Prompt 1 |
From the passage on ecological restoration, quote the span starting with "It was a scrappy" and going on through "at least plausible.".
Prompt 2 |
In the passage on ecological restoration, shorten the paragraph that opens "It was a scrappy time in the 1990s" while keeping its main facts.
Prompt 3 |
Write a continuation of the passage on ecological restoration, beginning after its final sentence.

Selected text |
━━━━━━

It was at that time — when restoration as a science and practice was swirling in the backwaters of awareness and policy — that my book “Nature By Design” came out. I proposed in it a comprehensive view of restoration that took ecology and culture seriously, and argued for a more conciliatory and engaged relationship with the other-than-human world. This pushed against a growing technological approach to restoration that was already glimmering in the early 2000s. Published just 14 years after the founding of the Society for Ecological Restoration (SER), an organization for which I served as Chair at the time, it capped a period of searching for core principles and values.
It was a scrappy time in the 1990s as the field began to coalesce. There were multiple early definitions of restoration in play until the durable one was accepted in 2001: “the process of assisting the recovery of an ecosystem that is degraded, damaged, or destroyed.” There was a sense of fighting an uphill battle not only on behalf of ecosystems but for recognition of the value and importance of restoration. It is scarcely believable that less than 20 years later the United Nations would launch the Decade of Ecosystem Restoration (2021-2030). I cannot really know 2003 was peak classical restoration, but it is at least plausible.
Not long after, all hell broke loose.
It started with a growing realization of the implications of rapidly warming climate on ecosystems. Publications began to appear in the mid-2000s highlighting the prospect of new climate envelopes, altered temperature and precipitation patterns, and species that would be locked out of their usual habitats, sometimes with extinguishing implications. Restoration models struggled to keep up, especially when historical conditions were infeasible as references or the effort to restore impractical.

━━━━━━

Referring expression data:
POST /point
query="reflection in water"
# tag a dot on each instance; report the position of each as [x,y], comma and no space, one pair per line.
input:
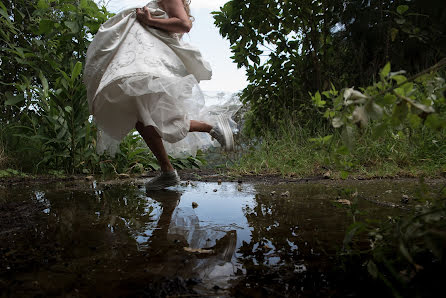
[123,241]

━━━━━━

Task output 1 |
It was a scrappy time in the 1990s as the field began to coalesce. There were multiple early definitions of restoration in play until the durable one was accepted in 2001: “the process of assisting the recovery of an ecosystem that is degraded, damaged, or destroyed.” There was a sense of fighting an uphill battle not only on behalf of ecosystems but for recognition of the value and importance of restoration. It is scarcely believable that less than 20 years later the United Nations would launch the Decade of Ecosystem Restoration (2021-2030). I cannot really know 2003 was peak classical restoration, but it is at least plausible.

Task output 2 |
The restoration field began to coalesce in the 1990s. Several competing definitions circulated until 2001, when a lasting one was accepted: "the process of assisting the recovery of an ecosystem that is degraded, damaged, or destroyed." Advocates felt they were fighting uphill, both for ecosystems and for recognition of restoration's value. Less than 20 years later, the United Nations launched the Decade of Ecosystem Restoration (2021-2030). The author suggests that 2003 may plausibly have been the peak of classical restoration.

Task output 3 |
At the 2007 joint meeting of the Ecological Society of America and the Society for Ecological Restoration, climate change conversations were everywhere. A large panel discussion on restoration and climate change provoked worrisome views about the end of history as a meaningful anchor. This prompted a few of us to ask, what is restoration without history? It is, after all, preeminently a historical enterprise (the “re” in restore). In a subsequent article, we argued that historical knowledge functions in restoration in many ways, and that most of these will continue to matter in the future despite complications from climate change.
Would a more flexible Restoration 2.0 replace classical restoration? It was also apparent that global changes and regional variations in climate were not the only environmental change with implications for restoration. Altered biogeochemical cycles of all kinds were driving ecosystems in new directions. The work of the Stockholm Resilience Institute on “planetary boundaries” showed a range of environmental changes from shifting patterns of precipitation to elevated atmospheric aerosols to nutrient enrichment.
Restorationists started reporting frustrations and failure in restoring highly altered ecosystems. Instances where the abiotic conditions were altered through processes such as nutrient enrichment or salinization, for example, were making it practically impossible to restore an ecosystem to anything like pre-degradation conditions. A sprinkling of articles discussing “non analogue” or “novel” ecosystems began appearing in the early 2000s and picked up momentum through the decade. I was part of a team that gathered in 2011 to put our heads together on the idea and reality of novel ecosystems, which resulted in the first comprehensive synthesis.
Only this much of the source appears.